Task details: Extract exactly and only the lines of the data below, starting at the line with "of the bed in" and stopping after the final line.

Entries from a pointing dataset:
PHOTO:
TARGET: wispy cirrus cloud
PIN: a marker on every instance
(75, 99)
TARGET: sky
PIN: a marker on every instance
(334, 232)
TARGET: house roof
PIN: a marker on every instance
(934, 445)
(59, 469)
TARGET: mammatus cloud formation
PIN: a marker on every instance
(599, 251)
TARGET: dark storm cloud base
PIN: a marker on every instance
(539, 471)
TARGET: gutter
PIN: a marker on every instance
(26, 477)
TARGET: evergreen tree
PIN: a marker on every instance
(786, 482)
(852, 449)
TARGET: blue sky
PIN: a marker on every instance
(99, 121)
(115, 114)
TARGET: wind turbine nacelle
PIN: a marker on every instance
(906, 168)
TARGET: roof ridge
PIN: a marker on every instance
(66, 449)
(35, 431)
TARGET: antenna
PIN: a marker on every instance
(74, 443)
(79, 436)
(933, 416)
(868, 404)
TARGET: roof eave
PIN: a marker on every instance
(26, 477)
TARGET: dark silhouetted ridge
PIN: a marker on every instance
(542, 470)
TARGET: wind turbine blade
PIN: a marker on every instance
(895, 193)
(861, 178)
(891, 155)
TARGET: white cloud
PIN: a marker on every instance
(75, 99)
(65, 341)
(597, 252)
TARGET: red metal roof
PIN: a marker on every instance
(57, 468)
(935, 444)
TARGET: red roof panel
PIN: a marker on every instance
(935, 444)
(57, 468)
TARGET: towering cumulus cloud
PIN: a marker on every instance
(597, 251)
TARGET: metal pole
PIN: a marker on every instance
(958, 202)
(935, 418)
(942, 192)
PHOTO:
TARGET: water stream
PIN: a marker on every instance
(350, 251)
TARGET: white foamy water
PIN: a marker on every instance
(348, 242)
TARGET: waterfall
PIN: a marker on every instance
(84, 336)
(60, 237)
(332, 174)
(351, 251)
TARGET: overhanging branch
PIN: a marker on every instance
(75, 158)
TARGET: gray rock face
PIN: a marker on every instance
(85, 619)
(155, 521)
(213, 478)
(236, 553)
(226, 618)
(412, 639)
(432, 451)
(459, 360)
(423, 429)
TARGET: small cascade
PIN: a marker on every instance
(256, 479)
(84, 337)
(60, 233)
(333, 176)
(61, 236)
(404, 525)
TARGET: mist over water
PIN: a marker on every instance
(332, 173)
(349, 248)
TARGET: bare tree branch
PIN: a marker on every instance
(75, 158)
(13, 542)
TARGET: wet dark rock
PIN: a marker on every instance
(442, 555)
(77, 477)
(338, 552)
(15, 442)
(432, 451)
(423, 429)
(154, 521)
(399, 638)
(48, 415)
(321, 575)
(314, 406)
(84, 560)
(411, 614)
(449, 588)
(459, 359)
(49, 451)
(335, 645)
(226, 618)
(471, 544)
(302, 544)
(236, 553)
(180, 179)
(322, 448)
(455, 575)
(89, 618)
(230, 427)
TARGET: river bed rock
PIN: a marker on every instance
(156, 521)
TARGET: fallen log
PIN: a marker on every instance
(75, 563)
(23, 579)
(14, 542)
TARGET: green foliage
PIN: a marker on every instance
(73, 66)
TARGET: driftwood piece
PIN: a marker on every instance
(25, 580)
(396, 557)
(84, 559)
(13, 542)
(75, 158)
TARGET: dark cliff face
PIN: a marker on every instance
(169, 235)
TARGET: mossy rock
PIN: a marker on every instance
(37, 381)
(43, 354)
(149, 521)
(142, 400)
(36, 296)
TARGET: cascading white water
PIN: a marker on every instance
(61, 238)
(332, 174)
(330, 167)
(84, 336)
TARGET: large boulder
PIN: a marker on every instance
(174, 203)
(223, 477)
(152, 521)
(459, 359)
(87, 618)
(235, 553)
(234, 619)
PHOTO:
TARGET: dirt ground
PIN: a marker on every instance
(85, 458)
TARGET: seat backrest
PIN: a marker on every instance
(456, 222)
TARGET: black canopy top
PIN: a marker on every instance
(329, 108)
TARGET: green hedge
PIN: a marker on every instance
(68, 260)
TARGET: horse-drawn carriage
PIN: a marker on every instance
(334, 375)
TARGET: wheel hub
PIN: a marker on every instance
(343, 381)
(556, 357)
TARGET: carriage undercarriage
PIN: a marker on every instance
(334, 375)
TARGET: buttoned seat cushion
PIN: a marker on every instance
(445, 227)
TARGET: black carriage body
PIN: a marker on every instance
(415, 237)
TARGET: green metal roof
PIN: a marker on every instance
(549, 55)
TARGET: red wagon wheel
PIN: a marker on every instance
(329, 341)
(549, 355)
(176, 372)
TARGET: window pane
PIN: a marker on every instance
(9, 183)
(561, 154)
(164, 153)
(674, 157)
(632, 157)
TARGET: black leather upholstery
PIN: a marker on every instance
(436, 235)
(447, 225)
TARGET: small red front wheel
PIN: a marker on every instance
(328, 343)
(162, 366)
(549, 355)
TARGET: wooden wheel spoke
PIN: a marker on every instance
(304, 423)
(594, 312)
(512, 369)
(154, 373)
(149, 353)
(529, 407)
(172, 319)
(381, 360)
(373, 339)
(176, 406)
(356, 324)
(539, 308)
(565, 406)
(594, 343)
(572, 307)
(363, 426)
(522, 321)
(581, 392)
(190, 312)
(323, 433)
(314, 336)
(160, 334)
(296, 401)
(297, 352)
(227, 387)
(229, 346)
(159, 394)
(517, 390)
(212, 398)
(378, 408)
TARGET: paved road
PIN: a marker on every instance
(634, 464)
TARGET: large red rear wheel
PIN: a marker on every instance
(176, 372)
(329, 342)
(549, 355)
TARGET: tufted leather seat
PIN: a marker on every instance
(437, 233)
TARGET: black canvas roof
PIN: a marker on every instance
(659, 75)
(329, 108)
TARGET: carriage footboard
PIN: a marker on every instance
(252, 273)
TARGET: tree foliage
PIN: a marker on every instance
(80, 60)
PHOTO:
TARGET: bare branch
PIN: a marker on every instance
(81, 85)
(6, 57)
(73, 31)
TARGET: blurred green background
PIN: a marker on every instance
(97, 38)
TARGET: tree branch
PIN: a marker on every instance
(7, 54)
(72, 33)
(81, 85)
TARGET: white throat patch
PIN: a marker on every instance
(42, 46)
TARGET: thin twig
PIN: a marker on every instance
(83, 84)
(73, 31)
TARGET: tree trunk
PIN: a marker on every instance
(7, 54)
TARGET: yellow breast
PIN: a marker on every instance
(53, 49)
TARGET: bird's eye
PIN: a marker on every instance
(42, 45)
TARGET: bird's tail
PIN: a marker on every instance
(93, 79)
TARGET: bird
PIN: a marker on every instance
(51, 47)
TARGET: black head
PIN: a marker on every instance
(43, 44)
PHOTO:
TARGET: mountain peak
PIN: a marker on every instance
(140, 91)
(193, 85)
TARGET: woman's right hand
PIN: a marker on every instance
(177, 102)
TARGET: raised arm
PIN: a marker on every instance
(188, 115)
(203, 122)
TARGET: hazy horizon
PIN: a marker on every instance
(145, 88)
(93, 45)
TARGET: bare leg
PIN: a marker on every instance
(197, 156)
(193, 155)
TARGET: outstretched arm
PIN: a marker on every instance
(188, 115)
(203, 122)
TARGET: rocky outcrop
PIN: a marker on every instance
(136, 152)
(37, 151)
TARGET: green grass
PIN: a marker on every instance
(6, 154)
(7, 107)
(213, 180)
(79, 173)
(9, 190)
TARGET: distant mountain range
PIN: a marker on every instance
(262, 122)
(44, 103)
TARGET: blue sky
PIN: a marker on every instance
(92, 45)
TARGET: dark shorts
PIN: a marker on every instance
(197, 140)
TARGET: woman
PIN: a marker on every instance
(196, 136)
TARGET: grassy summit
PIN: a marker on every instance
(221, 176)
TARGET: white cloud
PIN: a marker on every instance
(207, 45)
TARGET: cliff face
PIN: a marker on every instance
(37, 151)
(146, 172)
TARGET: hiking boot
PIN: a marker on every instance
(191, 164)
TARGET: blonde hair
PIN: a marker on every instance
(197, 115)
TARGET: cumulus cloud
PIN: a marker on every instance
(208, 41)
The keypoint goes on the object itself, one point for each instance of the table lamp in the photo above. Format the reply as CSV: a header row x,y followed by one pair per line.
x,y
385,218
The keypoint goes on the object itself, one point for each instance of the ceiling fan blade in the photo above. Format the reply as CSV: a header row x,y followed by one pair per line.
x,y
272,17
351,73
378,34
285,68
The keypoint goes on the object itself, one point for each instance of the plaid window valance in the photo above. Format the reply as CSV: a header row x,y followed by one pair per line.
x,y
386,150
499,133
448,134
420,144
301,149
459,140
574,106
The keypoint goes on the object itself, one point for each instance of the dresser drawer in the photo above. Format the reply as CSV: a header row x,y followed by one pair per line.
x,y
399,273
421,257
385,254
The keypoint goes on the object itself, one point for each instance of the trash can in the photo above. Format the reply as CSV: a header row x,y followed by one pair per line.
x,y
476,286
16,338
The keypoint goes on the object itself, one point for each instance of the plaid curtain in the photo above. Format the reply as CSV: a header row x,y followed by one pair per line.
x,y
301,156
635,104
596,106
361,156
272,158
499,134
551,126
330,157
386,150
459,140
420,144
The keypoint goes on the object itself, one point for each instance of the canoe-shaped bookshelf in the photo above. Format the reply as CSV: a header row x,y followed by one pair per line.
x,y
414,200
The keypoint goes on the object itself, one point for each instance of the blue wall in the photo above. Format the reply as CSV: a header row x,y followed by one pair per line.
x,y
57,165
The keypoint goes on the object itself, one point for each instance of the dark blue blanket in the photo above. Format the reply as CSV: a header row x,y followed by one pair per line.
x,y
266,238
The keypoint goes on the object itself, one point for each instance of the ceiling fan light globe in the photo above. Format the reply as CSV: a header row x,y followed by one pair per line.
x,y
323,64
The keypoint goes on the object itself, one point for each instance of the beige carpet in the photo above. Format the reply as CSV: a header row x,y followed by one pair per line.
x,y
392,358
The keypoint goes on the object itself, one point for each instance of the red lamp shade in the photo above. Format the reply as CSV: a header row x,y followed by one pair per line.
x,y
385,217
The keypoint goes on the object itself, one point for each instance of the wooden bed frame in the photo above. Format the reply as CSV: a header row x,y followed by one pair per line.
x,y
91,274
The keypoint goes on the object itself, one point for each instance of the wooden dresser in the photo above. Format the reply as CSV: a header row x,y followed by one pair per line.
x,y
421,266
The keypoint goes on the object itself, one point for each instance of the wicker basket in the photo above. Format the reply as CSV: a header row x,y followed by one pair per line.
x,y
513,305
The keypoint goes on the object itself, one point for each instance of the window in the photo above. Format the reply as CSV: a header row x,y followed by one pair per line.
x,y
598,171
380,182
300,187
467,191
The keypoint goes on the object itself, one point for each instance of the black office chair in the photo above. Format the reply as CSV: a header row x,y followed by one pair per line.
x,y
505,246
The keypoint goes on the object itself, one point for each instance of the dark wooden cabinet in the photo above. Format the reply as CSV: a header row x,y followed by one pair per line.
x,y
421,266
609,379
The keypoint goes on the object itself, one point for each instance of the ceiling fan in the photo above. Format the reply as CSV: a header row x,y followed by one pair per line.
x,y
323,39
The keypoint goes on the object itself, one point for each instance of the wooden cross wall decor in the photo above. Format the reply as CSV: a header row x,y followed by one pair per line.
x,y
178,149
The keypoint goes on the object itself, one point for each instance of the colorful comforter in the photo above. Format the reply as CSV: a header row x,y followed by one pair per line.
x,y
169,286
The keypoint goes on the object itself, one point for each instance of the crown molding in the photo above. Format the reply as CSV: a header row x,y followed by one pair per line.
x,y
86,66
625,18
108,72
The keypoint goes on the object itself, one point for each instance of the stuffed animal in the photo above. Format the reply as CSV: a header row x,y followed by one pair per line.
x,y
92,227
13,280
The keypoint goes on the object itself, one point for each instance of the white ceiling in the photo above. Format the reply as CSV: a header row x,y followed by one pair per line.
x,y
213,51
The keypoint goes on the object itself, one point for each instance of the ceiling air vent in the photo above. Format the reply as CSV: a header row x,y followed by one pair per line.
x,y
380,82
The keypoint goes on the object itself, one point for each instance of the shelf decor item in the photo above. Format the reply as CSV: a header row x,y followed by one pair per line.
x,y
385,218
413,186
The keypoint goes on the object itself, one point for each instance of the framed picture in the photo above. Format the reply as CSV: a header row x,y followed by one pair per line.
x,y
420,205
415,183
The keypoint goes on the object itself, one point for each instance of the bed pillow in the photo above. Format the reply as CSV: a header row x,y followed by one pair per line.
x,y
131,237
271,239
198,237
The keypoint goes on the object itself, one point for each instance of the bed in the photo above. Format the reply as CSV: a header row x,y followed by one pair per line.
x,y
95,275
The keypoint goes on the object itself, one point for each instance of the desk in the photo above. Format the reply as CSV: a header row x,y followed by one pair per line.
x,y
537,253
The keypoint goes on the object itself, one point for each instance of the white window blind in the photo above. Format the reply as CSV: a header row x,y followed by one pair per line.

Answer to this problem:
The keypoint goes on the object itself, one point for each instance of the bed in the photo above. Format the reply as CSV: a header row x,y followed by one pair per line.
x,y
95,275
The keypoint goes on the object itself, one point for each instance of the desk in the photo above. Format the reply as CSV: a header row x,y followed by one pair per line.
x,y
537,253
The keypoint goes on the object itself, one point for each instance of the white window blind in the photo above. Format the reply as CSV: a header row x,y followed by one pair per line.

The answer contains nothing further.